DATA FOR THE TASK:
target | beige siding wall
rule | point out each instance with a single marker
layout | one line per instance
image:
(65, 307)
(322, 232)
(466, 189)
==
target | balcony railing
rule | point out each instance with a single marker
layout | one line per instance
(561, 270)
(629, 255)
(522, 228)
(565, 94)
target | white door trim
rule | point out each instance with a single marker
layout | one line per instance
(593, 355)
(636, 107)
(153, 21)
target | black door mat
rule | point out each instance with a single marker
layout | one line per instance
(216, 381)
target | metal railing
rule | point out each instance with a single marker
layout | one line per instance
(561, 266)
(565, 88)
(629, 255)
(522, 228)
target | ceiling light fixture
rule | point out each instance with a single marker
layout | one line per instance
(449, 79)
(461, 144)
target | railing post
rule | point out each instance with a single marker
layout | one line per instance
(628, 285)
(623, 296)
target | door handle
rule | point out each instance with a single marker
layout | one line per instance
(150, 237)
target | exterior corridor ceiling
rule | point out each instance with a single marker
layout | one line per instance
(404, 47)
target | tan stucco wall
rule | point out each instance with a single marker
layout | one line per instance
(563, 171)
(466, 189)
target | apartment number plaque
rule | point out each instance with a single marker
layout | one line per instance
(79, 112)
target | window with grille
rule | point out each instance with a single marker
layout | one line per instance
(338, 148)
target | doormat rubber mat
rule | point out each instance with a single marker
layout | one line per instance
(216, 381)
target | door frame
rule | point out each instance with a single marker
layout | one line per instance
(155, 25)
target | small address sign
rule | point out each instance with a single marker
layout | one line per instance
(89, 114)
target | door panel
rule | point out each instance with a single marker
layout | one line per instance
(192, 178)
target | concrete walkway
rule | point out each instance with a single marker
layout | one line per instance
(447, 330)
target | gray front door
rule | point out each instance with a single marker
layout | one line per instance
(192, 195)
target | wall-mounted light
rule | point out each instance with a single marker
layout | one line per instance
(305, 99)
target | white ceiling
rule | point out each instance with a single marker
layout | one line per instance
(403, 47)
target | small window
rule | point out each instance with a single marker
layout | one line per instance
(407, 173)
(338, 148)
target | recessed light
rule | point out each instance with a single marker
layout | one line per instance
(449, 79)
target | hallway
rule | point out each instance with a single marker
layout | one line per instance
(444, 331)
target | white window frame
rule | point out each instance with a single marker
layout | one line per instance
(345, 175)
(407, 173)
--
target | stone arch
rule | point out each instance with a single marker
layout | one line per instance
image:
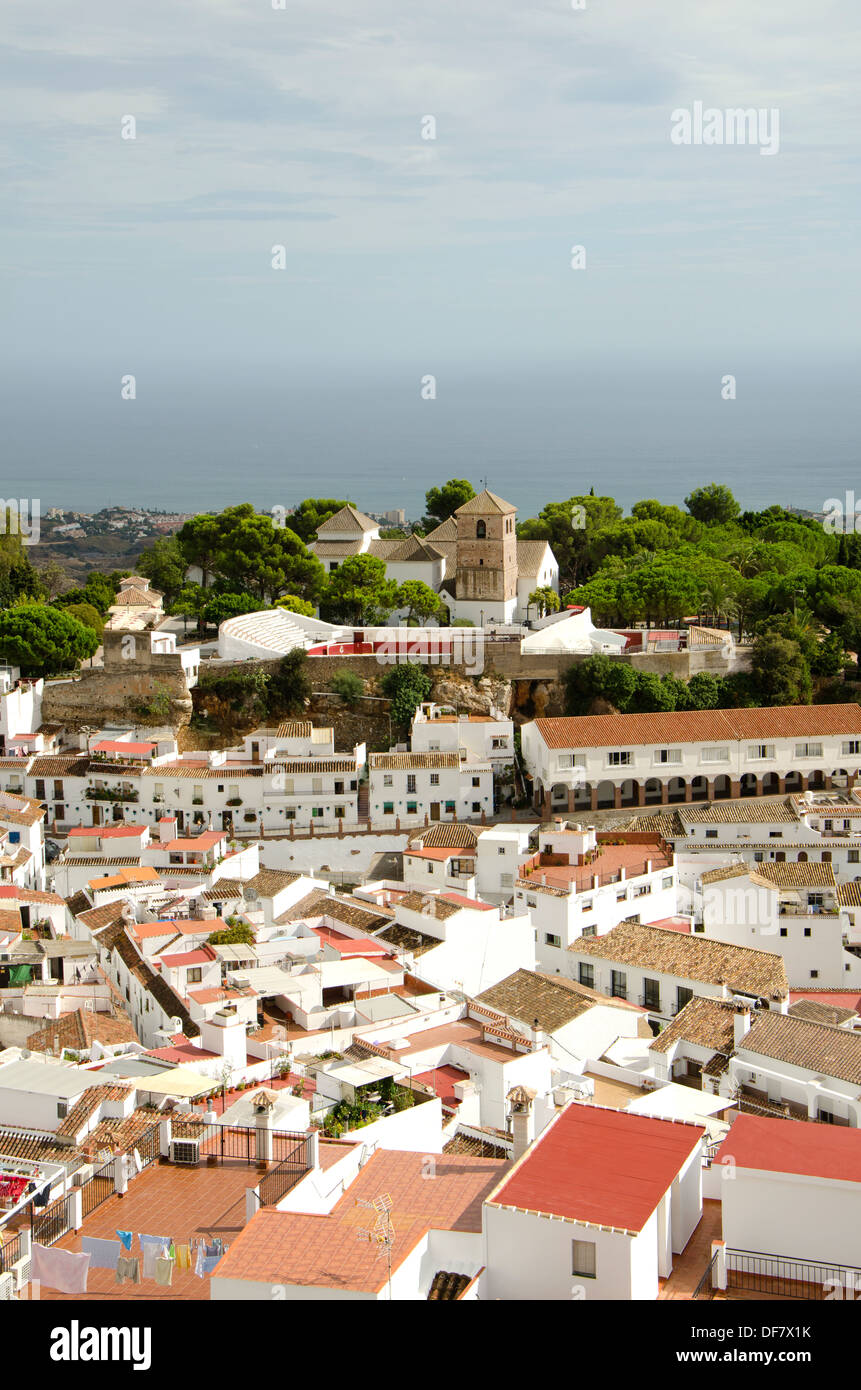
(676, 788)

EXERCISE BRIEF:
Locate each line in the listing above that contains the string "railing", and copy every such line in full.

SOLUTION FOR THIS PROBLEM:
target | balcony railing
target | metal railing
target | railing post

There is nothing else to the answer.